- _REQUIREMENT_: Identify each line in the items below that contains the string "textured", matching case exactly, and copy every such line in full.

#### ROWS

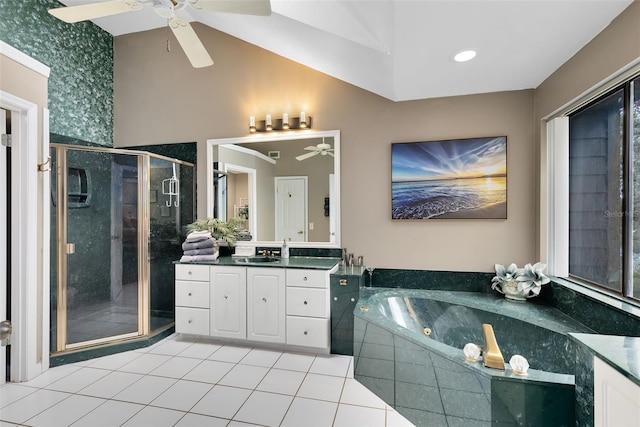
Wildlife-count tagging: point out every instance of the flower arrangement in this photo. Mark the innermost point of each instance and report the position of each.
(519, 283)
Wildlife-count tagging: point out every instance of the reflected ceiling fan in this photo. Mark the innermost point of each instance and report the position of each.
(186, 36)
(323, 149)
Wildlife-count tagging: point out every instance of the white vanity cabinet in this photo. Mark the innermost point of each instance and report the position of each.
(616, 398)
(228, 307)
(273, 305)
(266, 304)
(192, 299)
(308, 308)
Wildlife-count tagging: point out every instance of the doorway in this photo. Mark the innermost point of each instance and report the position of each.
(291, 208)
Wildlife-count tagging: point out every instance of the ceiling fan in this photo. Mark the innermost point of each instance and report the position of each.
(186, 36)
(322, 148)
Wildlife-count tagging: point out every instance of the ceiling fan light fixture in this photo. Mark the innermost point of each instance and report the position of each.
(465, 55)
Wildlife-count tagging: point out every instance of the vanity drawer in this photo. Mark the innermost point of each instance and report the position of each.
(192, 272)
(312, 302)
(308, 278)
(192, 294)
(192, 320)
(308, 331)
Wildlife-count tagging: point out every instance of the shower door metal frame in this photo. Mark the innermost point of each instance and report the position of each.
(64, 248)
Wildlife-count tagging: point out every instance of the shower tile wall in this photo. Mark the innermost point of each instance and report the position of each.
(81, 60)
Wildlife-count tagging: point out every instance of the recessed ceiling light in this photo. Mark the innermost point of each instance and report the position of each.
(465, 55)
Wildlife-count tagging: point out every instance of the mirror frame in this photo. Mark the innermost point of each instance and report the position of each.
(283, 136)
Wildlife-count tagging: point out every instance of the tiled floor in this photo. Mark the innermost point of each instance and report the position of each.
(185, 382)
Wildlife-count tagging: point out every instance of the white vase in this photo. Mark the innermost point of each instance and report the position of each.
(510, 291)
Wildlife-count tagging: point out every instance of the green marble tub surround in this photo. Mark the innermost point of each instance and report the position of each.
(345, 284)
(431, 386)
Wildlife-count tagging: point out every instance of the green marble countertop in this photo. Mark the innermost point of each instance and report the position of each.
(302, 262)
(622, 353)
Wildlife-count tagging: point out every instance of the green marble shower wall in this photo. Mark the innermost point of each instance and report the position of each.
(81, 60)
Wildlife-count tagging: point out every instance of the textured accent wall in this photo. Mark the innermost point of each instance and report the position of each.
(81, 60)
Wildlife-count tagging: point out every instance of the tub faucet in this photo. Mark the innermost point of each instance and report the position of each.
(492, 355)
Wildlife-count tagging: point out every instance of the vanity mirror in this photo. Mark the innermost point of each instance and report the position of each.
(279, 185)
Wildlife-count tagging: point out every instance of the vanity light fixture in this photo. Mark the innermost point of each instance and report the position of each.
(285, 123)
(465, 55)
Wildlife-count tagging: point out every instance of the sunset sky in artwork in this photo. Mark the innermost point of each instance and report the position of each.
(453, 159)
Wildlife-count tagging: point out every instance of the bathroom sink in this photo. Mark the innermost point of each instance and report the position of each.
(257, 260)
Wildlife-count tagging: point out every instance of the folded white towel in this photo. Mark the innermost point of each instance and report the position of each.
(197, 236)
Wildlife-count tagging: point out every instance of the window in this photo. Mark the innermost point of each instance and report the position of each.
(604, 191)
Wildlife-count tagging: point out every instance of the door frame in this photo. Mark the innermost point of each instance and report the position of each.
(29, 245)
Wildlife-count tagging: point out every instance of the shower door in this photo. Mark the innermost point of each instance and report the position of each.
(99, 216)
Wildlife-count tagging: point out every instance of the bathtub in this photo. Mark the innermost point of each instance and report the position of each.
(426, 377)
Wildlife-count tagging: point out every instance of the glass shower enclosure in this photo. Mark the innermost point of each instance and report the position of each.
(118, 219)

########
#### ROWS

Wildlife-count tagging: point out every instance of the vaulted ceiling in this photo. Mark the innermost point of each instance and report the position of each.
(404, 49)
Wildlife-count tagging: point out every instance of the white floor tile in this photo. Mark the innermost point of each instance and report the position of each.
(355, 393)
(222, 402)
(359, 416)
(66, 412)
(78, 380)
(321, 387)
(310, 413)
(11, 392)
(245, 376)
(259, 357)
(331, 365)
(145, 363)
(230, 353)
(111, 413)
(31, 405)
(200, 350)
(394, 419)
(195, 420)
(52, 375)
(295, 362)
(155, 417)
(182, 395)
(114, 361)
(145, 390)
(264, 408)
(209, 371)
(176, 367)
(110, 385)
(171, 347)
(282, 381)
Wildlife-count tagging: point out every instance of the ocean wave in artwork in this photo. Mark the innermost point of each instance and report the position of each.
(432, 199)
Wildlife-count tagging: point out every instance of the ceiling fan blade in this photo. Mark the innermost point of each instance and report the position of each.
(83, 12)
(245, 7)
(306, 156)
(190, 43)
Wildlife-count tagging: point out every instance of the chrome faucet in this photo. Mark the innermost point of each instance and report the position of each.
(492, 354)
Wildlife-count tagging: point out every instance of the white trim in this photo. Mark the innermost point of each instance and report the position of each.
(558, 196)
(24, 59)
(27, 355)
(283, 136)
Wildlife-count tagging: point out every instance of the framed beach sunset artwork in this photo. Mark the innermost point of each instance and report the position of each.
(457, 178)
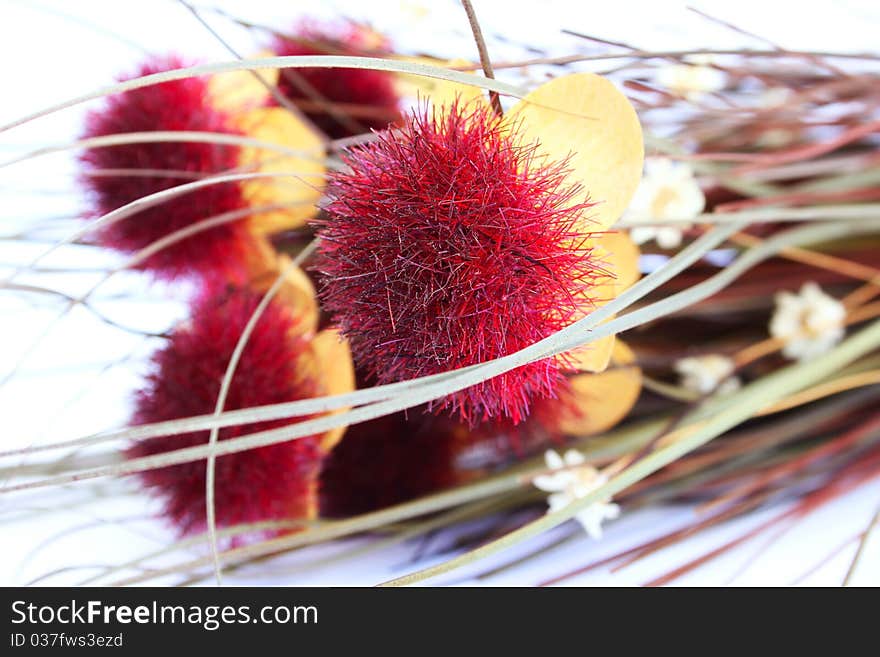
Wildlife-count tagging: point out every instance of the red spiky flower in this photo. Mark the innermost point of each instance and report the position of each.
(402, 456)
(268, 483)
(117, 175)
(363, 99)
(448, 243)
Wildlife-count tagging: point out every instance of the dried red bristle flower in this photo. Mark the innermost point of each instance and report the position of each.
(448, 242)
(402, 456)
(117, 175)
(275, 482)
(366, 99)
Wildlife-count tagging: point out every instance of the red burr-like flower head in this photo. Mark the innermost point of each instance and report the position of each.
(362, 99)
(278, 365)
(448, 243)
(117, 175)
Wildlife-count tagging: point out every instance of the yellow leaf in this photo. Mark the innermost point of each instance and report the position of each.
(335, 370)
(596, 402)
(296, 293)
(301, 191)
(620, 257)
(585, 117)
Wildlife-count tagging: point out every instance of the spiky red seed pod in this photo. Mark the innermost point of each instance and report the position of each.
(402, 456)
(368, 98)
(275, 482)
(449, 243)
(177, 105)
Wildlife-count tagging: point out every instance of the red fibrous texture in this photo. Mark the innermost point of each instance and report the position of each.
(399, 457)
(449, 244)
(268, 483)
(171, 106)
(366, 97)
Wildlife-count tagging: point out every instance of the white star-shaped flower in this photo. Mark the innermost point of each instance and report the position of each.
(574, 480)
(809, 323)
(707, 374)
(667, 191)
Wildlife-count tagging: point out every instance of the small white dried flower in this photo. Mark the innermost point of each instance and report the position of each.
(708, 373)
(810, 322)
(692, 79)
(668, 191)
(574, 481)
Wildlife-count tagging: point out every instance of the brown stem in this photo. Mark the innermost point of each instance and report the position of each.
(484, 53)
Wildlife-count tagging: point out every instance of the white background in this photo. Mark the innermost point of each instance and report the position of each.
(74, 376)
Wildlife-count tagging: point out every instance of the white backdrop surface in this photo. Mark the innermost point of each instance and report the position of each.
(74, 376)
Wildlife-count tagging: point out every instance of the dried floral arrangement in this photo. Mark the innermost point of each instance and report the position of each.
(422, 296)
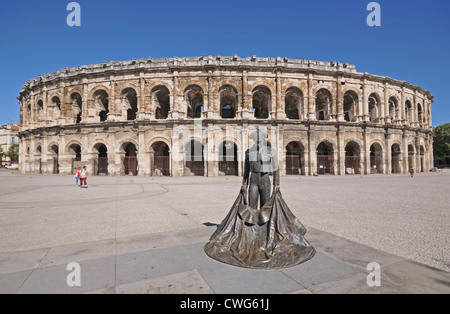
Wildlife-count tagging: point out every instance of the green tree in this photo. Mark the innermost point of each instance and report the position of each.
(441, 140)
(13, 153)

########
#### ROWS

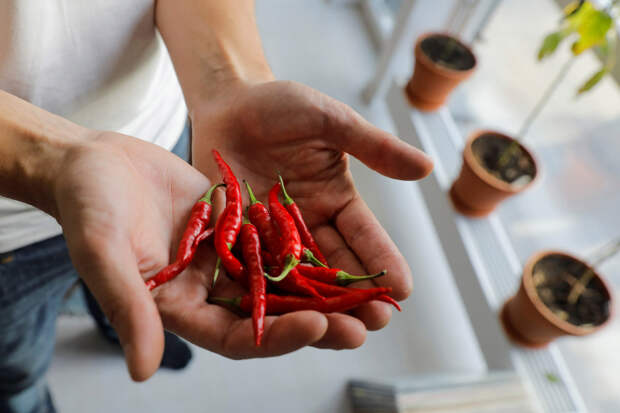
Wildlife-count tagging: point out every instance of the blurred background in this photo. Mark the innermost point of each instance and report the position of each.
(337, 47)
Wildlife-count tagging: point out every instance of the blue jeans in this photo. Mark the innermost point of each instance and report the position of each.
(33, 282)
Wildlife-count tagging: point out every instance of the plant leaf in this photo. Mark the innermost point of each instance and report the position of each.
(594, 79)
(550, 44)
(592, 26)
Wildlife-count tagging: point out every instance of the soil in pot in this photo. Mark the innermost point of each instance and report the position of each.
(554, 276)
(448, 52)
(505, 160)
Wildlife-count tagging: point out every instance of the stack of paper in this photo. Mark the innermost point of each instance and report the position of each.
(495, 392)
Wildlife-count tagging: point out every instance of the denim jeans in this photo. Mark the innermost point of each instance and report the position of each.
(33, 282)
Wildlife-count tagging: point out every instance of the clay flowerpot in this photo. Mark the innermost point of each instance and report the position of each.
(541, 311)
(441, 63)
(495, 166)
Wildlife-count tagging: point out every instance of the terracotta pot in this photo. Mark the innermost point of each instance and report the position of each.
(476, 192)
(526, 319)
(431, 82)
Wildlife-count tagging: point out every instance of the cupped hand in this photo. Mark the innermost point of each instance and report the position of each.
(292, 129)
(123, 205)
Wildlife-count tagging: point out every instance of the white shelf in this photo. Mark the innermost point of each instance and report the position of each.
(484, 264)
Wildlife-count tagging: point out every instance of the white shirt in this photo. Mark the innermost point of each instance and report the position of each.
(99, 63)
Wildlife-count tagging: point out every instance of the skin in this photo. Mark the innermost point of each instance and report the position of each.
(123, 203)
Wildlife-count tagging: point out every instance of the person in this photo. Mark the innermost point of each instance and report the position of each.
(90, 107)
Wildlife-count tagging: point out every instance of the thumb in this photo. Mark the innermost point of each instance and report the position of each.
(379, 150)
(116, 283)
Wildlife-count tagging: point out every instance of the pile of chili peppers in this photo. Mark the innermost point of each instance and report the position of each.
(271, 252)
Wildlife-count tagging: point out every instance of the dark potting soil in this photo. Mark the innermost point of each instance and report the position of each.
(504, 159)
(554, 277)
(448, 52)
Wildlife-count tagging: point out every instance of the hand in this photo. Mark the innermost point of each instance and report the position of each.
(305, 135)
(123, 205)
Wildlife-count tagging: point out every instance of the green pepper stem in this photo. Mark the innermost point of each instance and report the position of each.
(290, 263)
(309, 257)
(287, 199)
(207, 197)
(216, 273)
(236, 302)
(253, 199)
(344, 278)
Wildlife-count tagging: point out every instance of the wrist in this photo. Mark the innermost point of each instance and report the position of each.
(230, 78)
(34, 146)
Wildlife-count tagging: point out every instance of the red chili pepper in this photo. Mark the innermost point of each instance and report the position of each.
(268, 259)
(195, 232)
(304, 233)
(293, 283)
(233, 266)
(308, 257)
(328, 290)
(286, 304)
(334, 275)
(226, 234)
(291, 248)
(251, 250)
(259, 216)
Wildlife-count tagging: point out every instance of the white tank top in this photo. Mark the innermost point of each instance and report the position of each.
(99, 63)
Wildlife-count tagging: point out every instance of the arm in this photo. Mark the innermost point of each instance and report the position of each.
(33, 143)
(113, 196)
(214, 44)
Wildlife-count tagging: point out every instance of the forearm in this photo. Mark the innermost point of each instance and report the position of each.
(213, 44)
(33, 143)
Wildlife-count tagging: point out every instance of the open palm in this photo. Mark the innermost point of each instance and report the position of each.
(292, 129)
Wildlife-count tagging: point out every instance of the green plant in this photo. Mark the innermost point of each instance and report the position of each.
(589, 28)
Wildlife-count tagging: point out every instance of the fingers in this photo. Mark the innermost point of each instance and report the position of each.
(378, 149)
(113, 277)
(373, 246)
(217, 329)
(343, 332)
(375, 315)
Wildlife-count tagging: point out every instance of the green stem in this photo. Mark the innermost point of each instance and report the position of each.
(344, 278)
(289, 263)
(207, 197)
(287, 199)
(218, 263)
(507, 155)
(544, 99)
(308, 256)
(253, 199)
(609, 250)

########

- _ANSWER TO THE PROBLEM_:
Wildlife-count tagging: point out every instance of the textured accent wall in this photo. Mark the innermost point of each instance and report the position of each.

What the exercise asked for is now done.